* **Required work**: All of the data must be returned word for word.

* **Point-per-instance localization data**:
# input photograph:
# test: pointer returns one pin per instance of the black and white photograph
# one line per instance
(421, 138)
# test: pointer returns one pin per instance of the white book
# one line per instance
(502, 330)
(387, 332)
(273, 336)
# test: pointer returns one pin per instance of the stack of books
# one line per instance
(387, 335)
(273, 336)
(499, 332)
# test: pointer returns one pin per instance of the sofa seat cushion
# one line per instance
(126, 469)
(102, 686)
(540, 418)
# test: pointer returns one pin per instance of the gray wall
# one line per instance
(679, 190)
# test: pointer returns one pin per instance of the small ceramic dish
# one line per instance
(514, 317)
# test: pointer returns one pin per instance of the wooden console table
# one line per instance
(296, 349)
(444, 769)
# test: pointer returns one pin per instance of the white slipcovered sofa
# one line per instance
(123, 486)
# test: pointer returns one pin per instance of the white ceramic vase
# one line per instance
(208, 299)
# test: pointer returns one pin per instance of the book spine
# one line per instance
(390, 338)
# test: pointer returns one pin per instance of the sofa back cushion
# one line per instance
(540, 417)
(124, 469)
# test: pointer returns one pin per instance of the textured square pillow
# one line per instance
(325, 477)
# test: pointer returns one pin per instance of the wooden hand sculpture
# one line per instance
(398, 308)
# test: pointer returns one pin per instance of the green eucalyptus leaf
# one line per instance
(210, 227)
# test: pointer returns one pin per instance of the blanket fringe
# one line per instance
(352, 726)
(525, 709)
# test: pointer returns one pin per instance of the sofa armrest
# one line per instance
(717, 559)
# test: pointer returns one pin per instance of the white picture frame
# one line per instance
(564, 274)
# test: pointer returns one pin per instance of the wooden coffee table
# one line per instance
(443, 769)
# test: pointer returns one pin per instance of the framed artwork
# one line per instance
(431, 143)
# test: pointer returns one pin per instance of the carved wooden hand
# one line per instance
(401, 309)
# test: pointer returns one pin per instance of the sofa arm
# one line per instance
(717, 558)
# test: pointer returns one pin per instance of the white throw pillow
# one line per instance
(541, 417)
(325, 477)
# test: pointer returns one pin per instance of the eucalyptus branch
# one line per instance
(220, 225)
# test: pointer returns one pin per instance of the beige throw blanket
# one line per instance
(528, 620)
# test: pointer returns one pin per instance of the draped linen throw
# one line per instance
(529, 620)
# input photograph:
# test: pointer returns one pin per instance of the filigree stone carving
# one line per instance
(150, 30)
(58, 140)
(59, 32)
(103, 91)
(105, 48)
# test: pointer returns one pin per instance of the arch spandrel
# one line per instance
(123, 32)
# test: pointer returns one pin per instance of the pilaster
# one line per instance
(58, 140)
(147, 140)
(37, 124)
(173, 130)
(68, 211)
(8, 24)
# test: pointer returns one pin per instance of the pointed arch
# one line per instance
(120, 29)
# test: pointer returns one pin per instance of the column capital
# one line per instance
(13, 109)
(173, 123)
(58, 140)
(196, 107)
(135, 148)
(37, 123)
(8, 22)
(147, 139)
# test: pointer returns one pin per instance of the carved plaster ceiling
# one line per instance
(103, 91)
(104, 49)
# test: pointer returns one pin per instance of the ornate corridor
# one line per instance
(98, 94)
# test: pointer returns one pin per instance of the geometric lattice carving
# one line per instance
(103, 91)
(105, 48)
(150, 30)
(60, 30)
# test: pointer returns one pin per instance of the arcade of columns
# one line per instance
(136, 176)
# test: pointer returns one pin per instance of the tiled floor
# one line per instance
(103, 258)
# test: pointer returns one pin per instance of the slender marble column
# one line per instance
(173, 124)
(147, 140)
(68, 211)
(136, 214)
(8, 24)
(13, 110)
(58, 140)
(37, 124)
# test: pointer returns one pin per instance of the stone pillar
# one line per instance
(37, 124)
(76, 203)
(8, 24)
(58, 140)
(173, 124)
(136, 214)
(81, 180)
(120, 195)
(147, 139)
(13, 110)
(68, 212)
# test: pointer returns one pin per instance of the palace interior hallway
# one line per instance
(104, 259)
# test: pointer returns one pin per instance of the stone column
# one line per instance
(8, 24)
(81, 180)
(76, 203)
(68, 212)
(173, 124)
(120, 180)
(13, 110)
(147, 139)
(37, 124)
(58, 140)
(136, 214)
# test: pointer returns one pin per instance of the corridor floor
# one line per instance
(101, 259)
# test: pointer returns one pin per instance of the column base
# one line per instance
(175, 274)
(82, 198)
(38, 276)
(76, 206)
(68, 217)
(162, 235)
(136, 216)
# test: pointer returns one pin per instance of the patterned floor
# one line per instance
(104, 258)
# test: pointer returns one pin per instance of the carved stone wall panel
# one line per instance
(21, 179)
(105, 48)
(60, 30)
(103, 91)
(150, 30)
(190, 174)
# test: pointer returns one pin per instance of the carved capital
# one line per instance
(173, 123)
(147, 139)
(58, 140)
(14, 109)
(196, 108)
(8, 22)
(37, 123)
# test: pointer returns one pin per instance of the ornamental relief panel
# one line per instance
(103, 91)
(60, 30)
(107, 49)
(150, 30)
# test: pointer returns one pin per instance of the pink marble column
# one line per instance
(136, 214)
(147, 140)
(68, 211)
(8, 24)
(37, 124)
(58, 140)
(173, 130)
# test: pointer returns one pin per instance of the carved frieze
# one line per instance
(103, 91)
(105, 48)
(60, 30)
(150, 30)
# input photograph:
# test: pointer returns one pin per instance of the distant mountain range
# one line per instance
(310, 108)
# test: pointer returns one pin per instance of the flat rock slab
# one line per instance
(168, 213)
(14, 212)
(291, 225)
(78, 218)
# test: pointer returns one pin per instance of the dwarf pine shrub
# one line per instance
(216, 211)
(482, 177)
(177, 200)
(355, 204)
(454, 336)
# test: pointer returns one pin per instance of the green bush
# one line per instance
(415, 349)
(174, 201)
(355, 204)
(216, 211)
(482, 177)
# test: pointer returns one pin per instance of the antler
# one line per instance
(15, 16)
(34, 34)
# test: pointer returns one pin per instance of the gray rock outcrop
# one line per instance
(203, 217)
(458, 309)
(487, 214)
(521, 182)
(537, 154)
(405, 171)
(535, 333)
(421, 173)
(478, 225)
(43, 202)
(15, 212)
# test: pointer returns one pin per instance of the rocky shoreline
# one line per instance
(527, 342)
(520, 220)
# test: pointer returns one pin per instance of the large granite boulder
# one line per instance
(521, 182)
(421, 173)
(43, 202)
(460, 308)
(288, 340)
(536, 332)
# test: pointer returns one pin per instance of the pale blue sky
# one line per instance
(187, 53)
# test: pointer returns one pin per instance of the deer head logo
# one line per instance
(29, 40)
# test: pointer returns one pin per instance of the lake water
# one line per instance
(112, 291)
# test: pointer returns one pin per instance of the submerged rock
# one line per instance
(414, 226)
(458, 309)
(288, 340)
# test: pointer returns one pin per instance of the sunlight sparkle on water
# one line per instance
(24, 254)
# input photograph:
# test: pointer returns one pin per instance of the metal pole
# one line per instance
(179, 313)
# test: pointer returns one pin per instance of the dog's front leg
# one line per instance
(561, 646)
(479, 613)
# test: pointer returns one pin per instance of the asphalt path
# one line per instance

* **Response to the exercise**:
# input photograph:
# test: pointer returns one pin per instance of the black and white photograph
# one line per instance
(421, 138)
# test: pointer returns one pin per instance of the white book
# one line per instance
(502, 330)
(387, 332)
(273, 336)
# test: pointer returns one pin per instance of the stack of books
# one line per instance
(387, 335)
(273, 336)
(499, 332)
# test: pointer returns one pin per instance of the sofa seat cushion
# one line per instance
(126, 469)
(102, 686)
(540, 418)
# test: pointer returns one pin per instance of the gray wall
# one line per instance
(679, 190)
# test: pointer returns one pin per instance of the small ceramic dish
# one line per instance
(514, 317)
# test: pointer returns one pin per instance of the wooden console table
# one line per instance
(296, 349)
(444, 769)
# test: pointer returns one pin per instance of the white slipcovered sofa
# one line per instance
(123, 486)
# test: pointer returns one pin per instance of the white ceramic vase
# one line per instance
(208, 299)
# test: pointer returns one pin per instance of the book spine
# one line per instance
(390, 338)
# test: pointer returns one pin per instance of the sofa back cushion
# one line per instance
(540, 417)
(124, 469)
# test: pointer returns one pin per instance of the textured square pillow
# one line per instance
(325, 477)
# test: pointer returns one pin per instance of the wooden hand sculpture
# one line per instance
(398, 308)
# test: pointer returns one pin per instance of the green eucalyptus leaf
# one line per instance
(210, 227)
# test: pointer returns one pin per instance of the blanket fringe
# one line per instance
(352, 726)
(525, 709)
# test: pointer returns one pin per instance of the sofa armrest
# one line per instance
(717, 559)
# test: pointer returns one pin per instance of the white picture frame
# one line per instance
(564, 274)
# test: pointer returns one pin per instance of the wooden coffee table
# one line per instance
(443, 769)
# test: pointer returns one pin per instance of the framed artwork
# one line per instance
(431, 143)
# test: pointer returns one pin per instance of the carved wooden hand
# one line per instance
(401, 309)
# test: pointer returns one pin per instance of the sofa arm
# one line per instance
(717, 558)
# test: pointer returns one pin per instance of the white throw pillow
# one line per instance
(541, 417)
(325, 477)
# test: pointer returns one pin per instance of the eucalyptus branch
# one line per instance
(220, 225)
# test: pointer returns one pin per instance of the beige throw blanket
# one line per instance
(528, 620)
# test: pointer returns one pin per instance of the draped linen throw
# one line per instance
(529, 620)
# input photograph:
# test: pointer returns one pin per instance of the filigree stone carving
# one line per instance
(150, 30)
(58, 140)
(59, 32)
(103, 91)
(105, 48)
# test: pointer returns one pin per instance of the arch spandrel
# one line per instance
(123, 32)
# test: pointer returns one pin per instance of the pilaster
# one line per instance
(58, 140)
(147, 140)
(37, 124)
(173, 130)
(68, 211)
(8, 24)
# test: pointer returns one pin per instance of the pointed arch
# one line per instance
(120, 29)
# test: pointer returns one pin per instance of the column capital
# one line per instance
(13, 109)
(173, 123)
(58, 140)
(196, 107)
(135, 148)
(37, 123)
(8, 22)
(147, 139)
# test: pointer returns one pin per instance of the carved plaster ceiling
# one line per instance
(103, 91)
(104, 49)
# test: pointer returns one pin per instance of the ornate corridor
# one line per instance
(98, 94)
# test: pointer returns one pin per instance of the geometric lattice carving
# one line per instance
(103, 91)
(105, 48)
(150, 30)
(60, 30)
# test: pointer returns one pin per instance of the arcade of columns
# one line per instance
(136, 176)
# test: pointer returns one pin per instance of the tiled floor
# one line per instance
(103, 258)
# test: pointer returns one pin per instance of the slender marble column
# one line per instance
(173, 124)
(147, 140)
(68, 211)
(136, 214)
(8, 24)
(13, 110)
(58, 140)
(37, 124)
# test: pointer returns one pin per instance of the stone pillar
# one line per instance
(37, 124)
(76, 203)
(8, 24)
(58, 140)
(173, 124)
(136, 214)
(81, 180)
(120, 195)
(147, 139)
(13, 110)
(68, 212)
# test: pointer returns one pin per instance of the palace interior hallway
# one line per instance
(104, 259)
# test: pointer returns one pin per instance of the stone column
# one line per instance
(8, 24)
(81, 180)
(76, 203)
(68, 212)
(173, 124)
(120, 180)
(13, 110)
(147, 139)
(37, 124)
(58, 140)
(136, 214)
# test: pointer returns one pin per instance of the corridor floor
# one line per instance
(101, 259)
# test: pointer returns one pin per instance of the column base
# one line per instance
(175, 274)
(82, 198)
(38, 276)
(76, 206)
(68, 217)
(162, 235)
(136, 216)
# test: pointer returns one pin per instance of the patterned floor
# one line per instance
(104, 258)
# test: pointer returns one pin per instance of the carved stone wall panel
# one line per instance
(21, 179)
(105, 48)
(60, 30)
(103, 91)
(150, 30)
(190, 174)
# test: pointer returns one pin per instance of the carved capital
# one line per instance
(173, 123)
(147, 139)
(58, 140)
(14, 109)
(196, 108)
(8, 22)
(37, 123)
# test: pointer returns one pin per instance of the ornamental relief panel
# one line per instance
(103, 91)
(60, 30)
(107, 49)
(150, 30)
# test: pointer returns one pin per instance of the pink marble column
# one line per instance
(136, 214)
(147, 140)
(68, 211)
(8, 24)
(37, 124)
(58, 140)
(173, 130)
# test: pointer returns one pin per instance of the carved frieze
# one line per instance
(103, 91)
(105, 48)
(60, 30)
(150, 30)
# input photograph:
# test: pointer returns one pin per instance of the distant mountain range
# one line per instance
(310, 108)
# test: pointer returns one pin per instance of the flat rock slab
# one line per instance
(168, 213)
(14, 212)
(291, 225)
(78, 218)
# test: pointer returns one pin per instance of the dwarf pine shrub
# one line per instance
(216, 211)
(482, 177)
(177, 200)
(355, 204)
(454, 336)
# test: pointer returns one pin per instance of the green bush
# one line per instance
(415, 349)
(174, 201)
(355, 204)
(216, 211)
(482, 177)
# test: pointer returns one pin per instance of the antler
# one line per instance
(15, 16)
(34, 34)
# test: pointer returns one pin per instance of the gray rock outcrop
# one line per instance
(203, 217)
(458, 309)
(487, 214)
(521, 182)
(537, 154)
(405, 171)
(535, 333)
(421, 173)
(478, 225)
(43, 202)
(15, 212)
# test: pointer returns one pin per instance of the rocky shoreline
# one line per instance
(527, 342)
(520, 220)
# test: pointer returns one pin per instance of the large granite boulder
# one line per instance
(521, 182)
(421, 173)
(43, 202)
(460, 308)
(288, 340)
(536, 332)
# test: pointer returns one pin per instance of the pale blue sky
# one line per instance
(187, 53)
# test: pointer returns one pin per instance of the deer head logo
# one line per instance
(29, 40)
# test: pointer returns one pin per instance of the lake water
# one line per instance
(112, 291)
# test: pointer returns one pin per instance of the submerged rock
# one line per instance
(414, 226)
(458, 309)
(288, 340)
# test: pointer returns one pin per instance of the sunlight sparkle on water
# one line per instance
(24, 254)
# input photograph:
# test: pointer returns one pin per instance of the metal pole
# one line per instance
(179, 313)
# test: pointer returns one pin per instance of the dog's front leg
# one line per instance
(561, 646)
(479, 613)
# test: pointer returns one pin per instance of the asphalt path
# one line per instance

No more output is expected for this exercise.